-- start of SELECTED EXCERPT --

A shop worker explained festival-goers shop there for cheaper drinks, queueing out of the door until all stock is used up. Last year a pint of lager at Glastonbury was around £6, though prices are likely to go up even more this year.
As we wander around chatting to locals, it’s clear the festival is mostly viewed in a positive light – not least because everyone who lives there gets a free ticket, worth £355.
Amber Westmacott, 26, and Ash Thick, 27, a builder, moved to Pilton five years ago, and rent one of 52 new properties built on land donated by Michael Eavis.
The live there with their children Chester, six, Carter, four, and two-year-old Luna.
Admin assistant Amber told The Sun: “We didn’t move because of the free festival tickets, but it’s great that they come with it.
“The Eavis family do a lot for the community, because they’ve grown up here and because they want to give back. Michael himself is very approachable, and Emily is friendly too.
“They obviously want the festival to cause as little stress as possible to the villagers, so we’re offered free tickets which we apply for online and then collect at the village hall.
“We always go to Glastonbury, and take the kids for the experience and atmosphere, but we don’t do the whole site as it’s too tiring for them.
“You can transfer the tickets to family, or you’re given the option to sell the tickets back to the festival at face value if you don’t want them, and lots of people do that and go on holiday instead.”
Although road closures around the village and the surrounding area are heavily guarded by the marshals with radios, locals come and go as they please with car-parking passes visible in their windscreens.
Otherwise, cars are stopped and asked where they are going, even in the days leading up to the festival, just in case anyone is planning to sneak in ahead of time.
John Pratt is a retired education officer who has lived in the village for 23 years.
He said: “When I first came here, I remember there were people walking the streets carrying cider or beer and it could be a bit scary because you weren’t quite sure if they were going to be friendly or not.”
The huge, more secure fence was erected in 2002 response to a meeting involving residents, the police and the ambulance service, to stop people who hadn’t registered or paid from entering the event site through a hedge.
John recalled a story from a local man in the nearby village of Ashcott. He was reportedly held up at knifepoint by some festival-goers and had his arm broken as they tried to steal his car.
John said: “Things improved after the meeting and the organisers agreed to put the fence up. There were a few incidents of people driving their car into it, to try to gain entry, but they weren’t successful.
“It means any ‘untowards’ are mostly kept out, and legitimate people can enjoy the festival while residents feel much safer.”
Another long-term resident, who asked not to be named, recalled the years before the erection of the super-fence.
“Twenty or thirty years ago festival week was absolute chaos. The traffic blocked the streets of the village, and you couldn’t get out of your house to get to work.
“People were abandoning cars to get into the festival and jumping through hedges, so they didn’t have to pay. It’s much better now the fences are up.

-- end of SELECTED EXCERPT --
-- start of DATA ENTRIES --

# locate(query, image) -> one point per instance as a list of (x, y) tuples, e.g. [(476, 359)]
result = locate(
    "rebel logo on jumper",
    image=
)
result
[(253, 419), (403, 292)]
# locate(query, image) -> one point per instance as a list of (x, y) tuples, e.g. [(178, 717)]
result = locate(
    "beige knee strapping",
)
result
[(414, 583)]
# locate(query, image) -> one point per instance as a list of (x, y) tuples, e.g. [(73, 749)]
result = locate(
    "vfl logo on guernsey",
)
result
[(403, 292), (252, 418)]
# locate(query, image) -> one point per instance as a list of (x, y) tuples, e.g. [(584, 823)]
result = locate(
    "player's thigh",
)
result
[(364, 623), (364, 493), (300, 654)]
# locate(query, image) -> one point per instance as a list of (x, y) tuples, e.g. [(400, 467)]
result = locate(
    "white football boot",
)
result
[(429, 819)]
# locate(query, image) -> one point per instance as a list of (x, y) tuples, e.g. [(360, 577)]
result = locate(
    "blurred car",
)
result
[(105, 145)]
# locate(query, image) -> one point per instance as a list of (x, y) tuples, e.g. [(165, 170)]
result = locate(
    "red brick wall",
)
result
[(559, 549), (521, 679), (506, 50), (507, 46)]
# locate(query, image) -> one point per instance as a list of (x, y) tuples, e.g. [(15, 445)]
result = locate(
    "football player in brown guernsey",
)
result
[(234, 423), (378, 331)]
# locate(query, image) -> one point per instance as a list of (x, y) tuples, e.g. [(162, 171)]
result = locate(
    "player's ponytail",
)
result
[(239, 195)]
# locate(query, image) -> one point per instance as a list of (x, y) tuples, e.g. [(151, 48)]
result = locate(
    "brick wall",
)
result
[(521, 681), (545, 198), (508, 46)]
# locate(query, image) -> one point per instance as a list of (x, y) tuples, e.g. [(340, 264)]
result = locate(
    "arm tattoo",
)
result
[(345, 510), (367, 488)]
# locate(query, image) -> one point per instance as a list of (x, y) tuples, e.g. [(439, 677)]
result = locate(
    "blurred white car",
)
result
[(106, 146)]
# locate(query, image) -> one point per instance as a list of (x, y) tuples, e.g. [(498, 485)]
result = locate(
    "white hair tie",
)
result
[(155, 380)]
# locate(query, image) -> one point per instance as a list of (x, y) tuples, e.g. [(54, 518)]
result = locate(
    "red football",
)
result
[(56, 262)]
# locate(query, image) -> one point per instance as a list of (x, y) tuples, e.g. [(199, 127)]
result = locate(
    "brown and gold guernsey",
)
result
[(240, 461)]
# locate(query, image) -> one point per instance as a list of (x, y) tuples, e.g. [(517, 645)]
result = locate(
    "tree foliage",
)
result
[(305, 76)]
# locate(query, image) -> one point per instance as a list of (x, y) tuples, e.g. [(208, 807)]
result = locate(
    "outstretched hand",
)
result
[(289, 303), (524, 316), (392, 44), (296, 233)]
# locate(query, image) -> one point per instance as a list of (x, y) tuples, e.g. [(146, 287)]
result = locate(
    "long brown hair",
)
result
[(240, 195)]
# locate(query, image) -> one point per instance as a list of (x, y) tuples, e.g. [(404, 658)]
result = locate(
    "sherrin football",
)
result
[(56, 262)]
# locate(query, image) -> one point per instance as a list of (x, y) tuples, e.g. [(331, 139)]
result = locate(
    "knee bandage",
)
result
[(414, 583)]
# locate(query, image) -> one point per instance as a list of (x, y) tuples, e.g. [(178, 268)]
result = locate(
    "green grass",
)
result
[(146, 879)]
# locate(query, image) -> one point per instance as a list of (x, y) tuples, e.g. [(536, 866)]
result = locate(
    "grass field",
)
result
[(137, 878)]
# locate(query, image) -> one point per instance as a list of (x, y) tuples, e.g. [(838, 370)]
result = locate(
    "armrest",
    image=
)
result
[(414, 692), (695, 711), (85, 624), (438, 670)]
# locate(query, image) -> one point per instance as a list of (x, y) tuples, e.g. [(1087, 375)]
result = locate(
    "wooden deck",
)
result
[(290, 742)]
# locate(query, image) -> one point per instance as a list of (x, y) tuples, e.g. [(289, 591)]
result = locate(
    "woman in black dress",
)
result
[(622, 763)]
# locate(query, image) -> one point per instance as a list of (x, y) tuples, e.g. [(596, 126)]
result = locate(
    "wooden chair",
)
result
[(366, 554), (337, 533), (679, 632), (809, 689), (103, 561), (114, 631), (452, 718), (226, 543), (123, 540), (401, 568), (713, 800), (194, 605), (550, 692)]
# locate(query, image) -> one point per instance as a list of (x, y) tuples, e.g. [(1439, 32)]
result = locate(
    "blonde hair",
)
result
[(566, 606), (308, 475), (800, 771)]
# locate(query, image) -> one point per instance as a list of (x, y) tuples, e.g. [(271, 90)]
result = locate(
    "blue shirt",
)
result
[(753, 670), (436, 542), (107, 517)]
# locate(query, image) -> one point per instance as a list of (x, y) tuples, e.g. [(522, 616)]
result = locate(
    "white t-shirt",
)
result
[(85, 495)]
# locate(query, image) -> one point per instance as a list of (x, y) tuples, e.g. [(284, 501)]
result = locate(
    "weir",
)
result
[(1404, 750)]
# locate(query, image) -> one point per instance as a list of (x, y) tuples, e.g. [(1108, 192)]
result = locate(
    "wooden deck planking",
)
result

-- end of DATA ENTRIES --

*GOAL A*. In the Glastonbury article, why was the huge, more secure fence put up in 2002?
*GOAL B*.
Answer these from the Glastonbury article:
(i) What is the free ticket given to everyone who lives in the village worth?
(ii) How many new properties were built on land donated by Michael Eavis?
(iii) How long has John Pratt lived in the village?
*GOAL C*. From the Glastonbury article, extract the passage that begins at the words "A shop worker" and stops after "and two-year-old Luna.".

*OUTPUT A*. It was erected after a meeting involving residents, the police and the ambulance service. Its purpose was to stop people who hadn't registered or paid from entering the event site through a hedge.

*OUTPUT B*.
(i) £355
(ii) 52
(iii) 23 years

*OUTPUT C*.
A shop worker explained festival-goers shop there for cheaper drinks, queueing out of the door until all stock is used up. Last year a pint of lager at Glastonbury was around £6, though prices are likely to go up even more this year.
As we wander around chatting to locals, it’s clear the festival is mostly viewed in a positive light – not least because everyone who lives there gets a free ticket, worth £355.
Amber Westmacott, 26, and Ash Thick, 27, a builder, moved to Pilton five years ago, and rent one of 52 new properties built on land donated by Michael Eavis.
The live there with their children Chester, six, Carter, four, and two-year-old Luna.